## EXERCISE GOAL
Rewrite all the records below with each "poncho" changed to "raincoat" and nothing else altered. Leave the pictures out.

---------------

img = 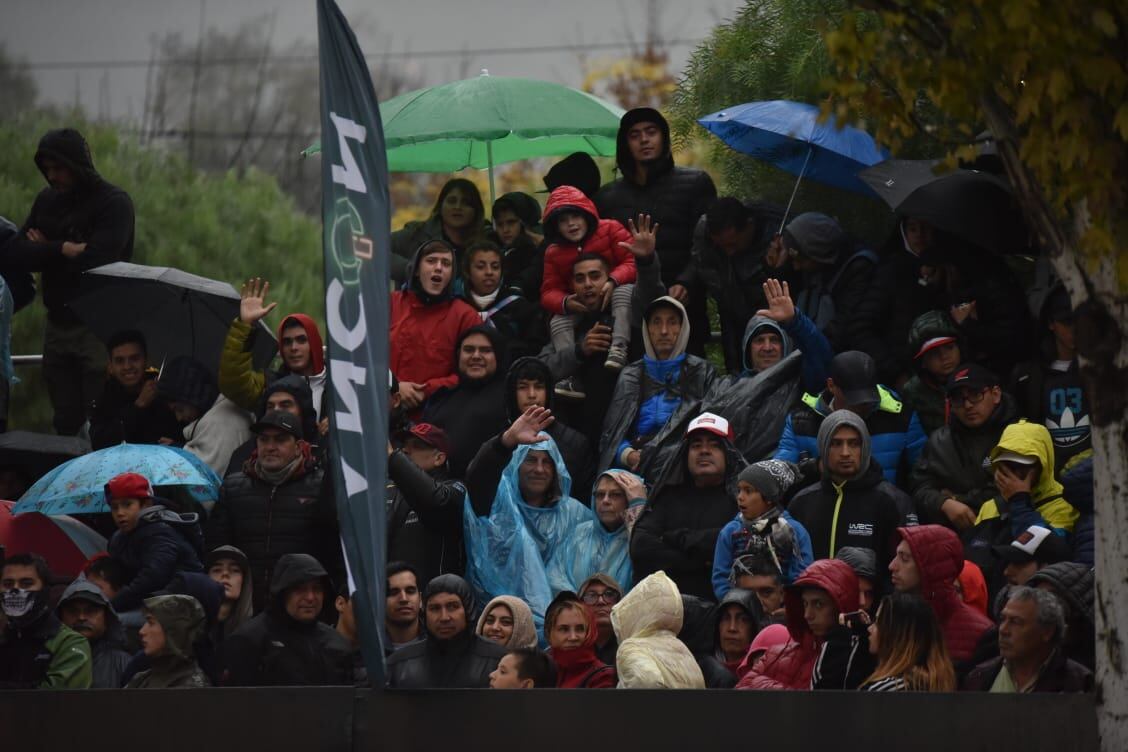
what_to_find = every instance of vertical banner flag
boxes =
[317,0,391,688]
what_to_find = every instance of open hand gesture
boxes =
[239,277,277,324]
[619,214,658,258]
[501,407,555,449]
[756,280,795,324]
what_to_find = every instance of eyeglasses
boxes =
[949,387,990,407]
[583,589,623,605]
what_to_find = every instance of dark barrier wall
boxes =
[0,689,1098,752]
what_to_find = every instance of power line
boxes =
[21,39,704,70]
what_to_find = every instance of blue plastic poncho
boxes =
[548,470,642,595]
[462,437,591,632]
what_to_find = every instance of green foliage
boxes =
[0,112,324,431]
[670,0,929,244]
[826,0,1128,285]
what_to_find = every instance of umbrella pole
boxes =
[486,141,494,206]
[776,147,814,235]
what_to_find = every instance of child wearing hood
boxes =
[713,460,814,600]
[540,185,658,378]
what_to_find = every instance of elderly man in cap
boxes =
[909,363,1017,529]
[775,350,925,483]
[206,410,341,612]
[387,423,466,582]
[631,413,747,600]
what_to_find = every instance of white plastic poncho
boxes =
[611,570,705,689]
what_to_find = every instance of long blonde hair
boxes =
[864,593,955,692]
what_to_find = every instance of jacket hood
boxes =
[642,295,689,361]
[275,313,325,375]
[270,554,333,599]
[1026,561,1095,626]
[255,374,321,441]
[157,355,219,415]
[541,185,599,245]
[740,316,795,373]
[989,421,1065,501]
[817,410,873,478]
[490,191,543,231]
[783,212,848,266]
[55,575,125,645]
[783,559,857,643]
[611,570,682,644]
[453,324,509,384]
[615,107,673,183]
[204,546,255,635]
[897,525,963,603]
[713,587,768,638]
[474,595,537,649]
[35,127,102,185]
[404,238,458,306]
[144,595,204,661]
[505,355,555,423]
[499,435,572,505]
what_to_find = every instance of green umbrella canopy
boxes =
[302,72,623,172]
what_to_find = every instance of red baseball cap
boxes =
[105,472,156,504]
[399,423,450,457]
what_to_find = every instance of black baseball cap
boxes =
[944,363,1001,395]
[250,410,302,441]
[830,350,881,405]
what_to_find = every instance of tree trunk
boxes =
[982,95,1128,752]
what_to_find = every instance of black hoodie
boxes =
[221,554,353,687]
[3,129,133,326]
[594,107,716,286]
[505,357,596,501]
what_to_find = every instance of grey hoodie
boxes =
[817,410,872,477]
[56,575,130,689]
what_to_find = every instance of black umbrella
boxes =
[71,262,277,373]
[858,160,1030,253]
[0,431,90,483]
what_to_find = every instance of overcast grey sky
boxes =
[8,0,742,117]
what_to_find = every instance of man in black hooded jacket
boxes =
[221,554,353,687]
[3,129,133,434]
[505,357,596,499]
[388,575,506,689]
[596,107,716,356]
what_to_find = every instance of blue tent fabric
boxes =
[462,436,591,632]
[548,470,642,595]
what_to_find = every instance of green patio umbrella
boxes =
[302,70,623,203]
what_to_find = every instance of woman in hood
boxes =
[388,240,482,413]
[545,591,615,689]
[477,595,537,649]
[125,595,211,689]
[611,572,705,689]
[204,546,254,644]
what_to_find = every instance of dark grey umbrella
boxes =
[858,160,1030,254]
[71,262,277,373]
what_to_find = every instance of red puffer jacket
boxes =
[737,559,858,689]
[388,290,482,397]
[897,525,994,663]
[540,185,638,313]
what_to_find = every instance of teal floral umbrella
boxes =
[11,444,222,514]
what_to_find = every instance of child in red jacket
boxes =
[540,185,654,397]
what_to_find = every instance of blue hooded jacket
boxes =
[462,437,591,631]
[548,470,646,595]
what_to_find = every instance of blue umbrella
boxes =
[11,444,221,514]
[697,99,889,230]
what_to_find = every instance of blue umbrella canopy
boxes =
[12,444,222,514]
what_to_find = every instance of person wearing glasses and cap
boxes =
[631,413,747,599]
[909,363,1019,532]
[774,350,926,483]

---------------

## TASK OUTPUT
img = 
what_to_find = every instance of vertical banner flag
boxes =
[317,0,391,688]
what_to_find = every instance of open hand gesture
boxes =
[239,277,277,324]
[619,214,658,258]
[501,407,555,449]
[756,280,795,324]
what_to_find = every instance of eyeglasses
boxes =
[949,387,990,407]
[583,589,623,605]
what_to_find = every instance of dark barrier wall
boxes =
[0,689,1098,752]
what_to_find = every instance of power line
boxes =
[21,39,704,70]
what_to_find = every instance of blue plastic raincoat
boxes =
[548,470,642,595]
[462,437,591,632]
what_to_find = every instance of green foliage
boxes =
[0,112,324,431]
[670,0,929,244]
[826,0,1128,285]
what_to_find = every instance of umbrella pole
boxes =
[486,141,494,206]
[776,147,814,235]
what_to_find = every instance of child wearing hood
boxes =
[713,460,814,600]
[540,185,658,378]
what_to_find = every instance of elderly man in cap
boxes =
[909,363,1017,529]
[775,350,925,483]
[206,410,341,612]
[387,423,466,582]
[631,413,747,600]
what_to_find = every instance of white plastic raincoat
boxes =
[611,570,705,689]
what_to_find = every instance of long blonde hair
boxes =
[864,593,955,692]
what_to_find = every instance of jacket hood
boxes =
[642,295,689,361]
[275,313,325,375]
[270,554,333,599]
[1026,561,1095,626]
[255,374,321,441]
[157,355,219,415]
[541,185,599,245]
[740,316,795,373]
[989,421,1065,501]
[817,410,873,478]
[490,191,543,231]
[783,212,848,266]
[55,575,125,645]
[783,559,857,643]
[611,570,682,644]
[453,324,509,384]
[615,107,673,183]
[204,546,255,635]
[897,525,963,603]
[713,587,768,638]
[474,595,537,649]
[35,127,102,185]
[404,238,458,306]
[144,595,204,661]
[505,355,555,423]
[499,435,572,505]
what_to_find = every instance of green umbrella canopy
boxes =
[302,72,623,172]
what_to_find = every instance of red baseball cap
boxes =
[105,472,156,504]
[399,423,450,457]
what_to_find = every instance of black baseball cap
boxes =
[944,363,1001,395]
[250,410,302,441]
[830,350,881,405]
what_to_find = every instance of tree trunk
boxes =
[982,95,1128,752]
what_to_find = every instance of black hoodie
boxes =
[221,554,353,687]
[3,129,133,326]
[594,107,716,286]
[505,357,596,501]
what_to_find = every instance of grey hoodie
boxes =
[817,410,872,477]
[56,575,130,689]
what_to_find = every instance of black umbrella
boxes =
[71,262,277,373]
[858,160,1030,253]
[0,431,90,483]
what_to_find = every instance of overcast grey sky
boxes =
[8,0,742,117]
what_to_find = every instance of man in black hooded jacket
boxes =
[221,554,353,687]
[3,129,133,434]
[505,357,596,499]
[388,575,506,689]
[596,107,716,356]
what_to_find = every instance of blue tent fabric
boxes =
[462,436,591,632]
[548,470,642,595]
what_to_find = every instance of green patio umbrella
boxes =
[302,70,623,203]
what_to_find = every instance of woman in hood
boxes =
[388,240,482,413]
[545,591,615,689]
[477,595,537,649]
[125,595,211,689]
[611,572,705,689]
[204,546,254,644]
what_to_find = every instance of dark grey umbrella
boxes =
[858,160,1030,254]
[71,262,277,373]
what_to_find = every instance of red puffer jacket
boxes =
[737,559,858,689]
[388,290,482,397]
[897,525,994,663]
[540,185,638,313]
what_to_find = every instance of teal floral umbrella
boxes =
[11,444,222,514]
what_to_find = every instance of child in red jacket
boxes =
[540,185,654,397]
what_to_find = every instance of blue hooded jacket
boxes =
[462,437,591,631]
[548,470,646,595]
what_to_find = every instance of blue umbrella
boxes =
[11,444,221,514]
[697,99,889,230]
what_to_find = every instance of blue umbrella canopy
boxes =
[12,444,222,514]
what_to_find = every instance of person wearing glasses and cap
boxes =
[631,413,747,599]
[909,363,1019,532]
[774,350,926,483]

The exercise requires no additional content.